Task
Retype all of the entries word for word.

Supplied material
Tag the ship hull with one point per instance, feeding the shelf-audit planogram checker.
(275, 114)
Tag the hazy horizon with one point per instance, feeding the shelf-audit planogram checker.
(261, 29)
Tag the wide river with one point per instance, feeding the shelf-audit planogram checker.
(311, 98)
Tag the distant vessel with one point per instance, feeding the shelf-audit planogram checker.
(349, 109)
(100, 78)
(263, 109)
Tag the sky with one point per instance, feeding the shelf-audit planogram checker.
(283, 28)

Response to the task
Tag the ship hull with one point per instance, feeding the shelf-audit planogram checker.
(275, 114)
Tag the hazy horizon with one point per instance, feeding the shelf-audit planogram checker.
(261, 29)
Tag the wide river with one point per instance, feeding the shelf-audit planogram checker.
(311, 98)
Tag the distant vessel with one point per instance, feeding the shelf-audit planogram checker.
(349, 109)
(100, 78)
(263, 109)
Tag the sky with one point per instance, feeding the shelf-audit planogram checker.
(283, 28)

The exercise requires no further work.